#### TESTO DEL DOCUMENTO
Di seguito il Manifesto “Un ponte di corpi” promosso dall’attivista Lorena Fornasir sulla rotta
balcanica, al di là e al di qua del confine, tra Bosnia e Trieste.
Il 6 marzo si manifesta pienamente un attentato alla vita: dalla madre terra, come la chiama Vandana Shiva, da una natura sistematicamente devastata, a un interminabile processo di distruzione ovunque nel mondo: stiamo assistendo a una specie di trionfo della morte.
Il carrettino verde, carico di cose per far vivere, che accoglie chi riesce a varcare il bordo mortifero del confine, è invece storia e memoria di una pratica della cura che le donne conoscono bene, non come gesto sacrificale ma come competenza di stare, essere in presenza dell’altro, conosciuto o sconosciuto, perturbante o estraneo.
La donna con il suo corpo pensante, è l’anticonfine per eccellenza.
Il corpo della donna contiene in se stesso la negazione del confine perché è un corpo naturalmente aperto attraverso l’atto più intenso del generare, del portare alla luce l’ALTRO da SÉ.
La cura per l’altro può diventare il ricamo di una mappa creativa dove l’amore tiene assieme i legami spezzati da una parte all’altra del mondo. Madri lontane, in un mandato tacito e di dolore, ci consegnano la vita dei loro figli.
Noi siamo coloro che dicono no allo scontro di razza, perché pensiamo che nel mondo dei morti nessuno è inferiore all’altro.

#### MATERIALE MOSTRATO
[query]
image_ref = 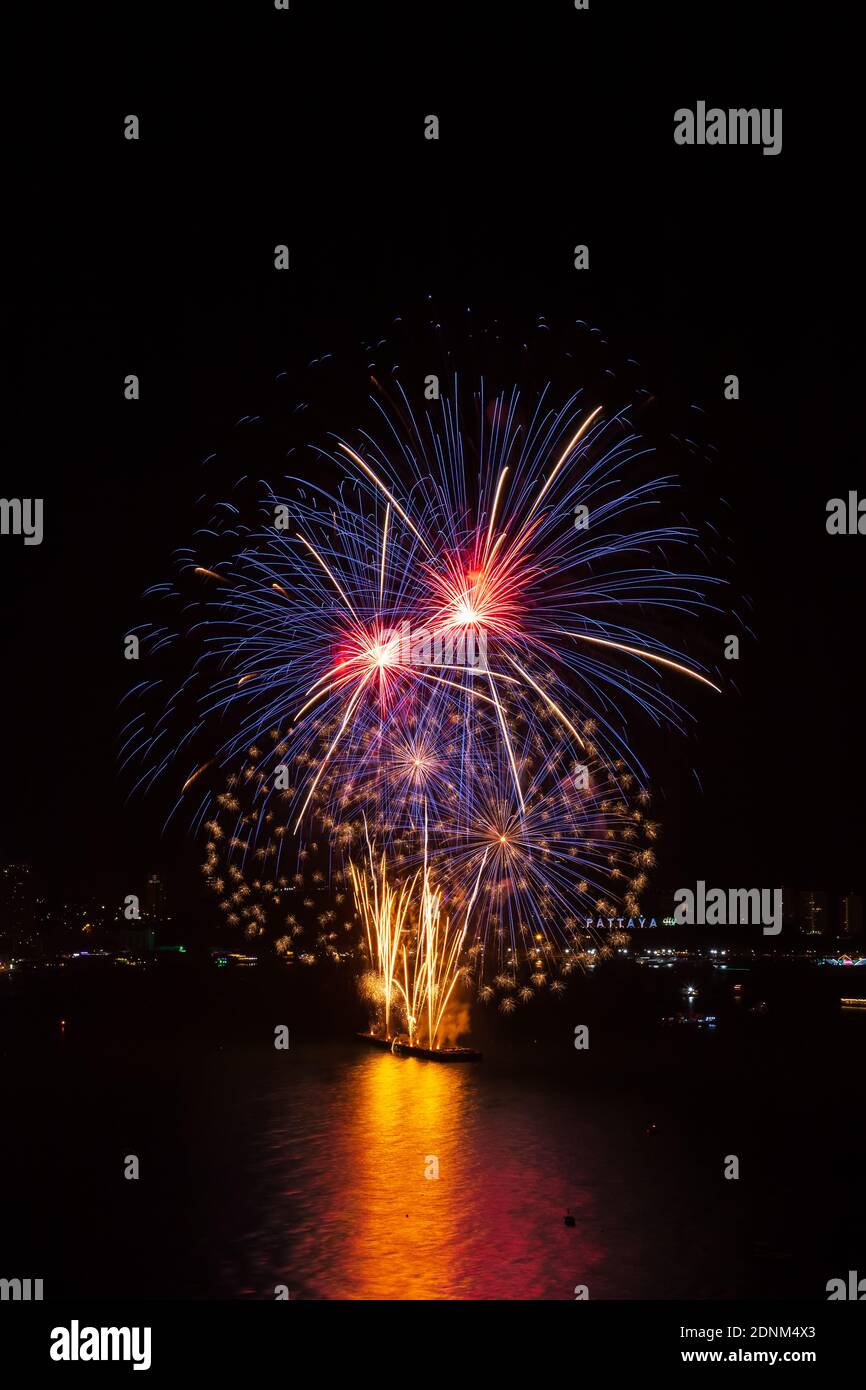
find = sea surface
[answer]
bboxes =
[0,966,866,1300]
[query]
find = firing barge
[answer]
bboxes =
[356,1033,484,1062]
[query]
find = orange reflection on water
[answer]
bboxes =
[338,1052,468,1300]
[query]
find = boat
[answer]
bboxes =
[354,1033,484,1062]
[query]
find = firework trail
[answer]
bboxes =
[124,366,721,1000]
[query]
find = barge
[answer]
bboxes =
[354,1033,484,1062]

#### LAVORO RICHIESTO
Prosegui il manifesto «Un ponte di corpi» sulla rotta balcanica, ripartendo dopo l'ultima frase riportata.

#### RISULTATO
Noi siamo coloro che dicono no al razzismo, perché da sempre siamo state la prima razza
considerata inferiore proprio in quanto geneticamente aperte alla vita e sue portatrici: questa condizione ‘naturale’ è diventata storicamente un servizio!
Noi siamo coloro che gridano al mondo che non c’è nessun dio e nessun bene, quando migliaia di esseri umani muoiono a causa dei confini.
Noi siamo coloro che maledicono i confini perché quelle strisce di terra o di mare sono bagnate di
sangue, selezionano chi può passare e chi no, chi può vivere e chi può morire, chi può essere torturato e chi può essere deportato.
Noi siamo coloro che vogliamo alzare alta la voce della maternità, che è la voce della solidarietà,
della vita che altre donne hanno generato consegnandola ad altre madri del mondo affinché la
conservino e la promuovano.
Vorremmo essere in tante ad accorrere sul confine, ad attraversare il confine, ad andare incontro a
chi è bloccato nell’inferno della Bosnia, in gruppo, in gruppi, in massa, a ribellarci alla morte… noi
lo possiamo fare meglio di chiunque… costruiamo un movimento di donne per aprire tutti i
confini…!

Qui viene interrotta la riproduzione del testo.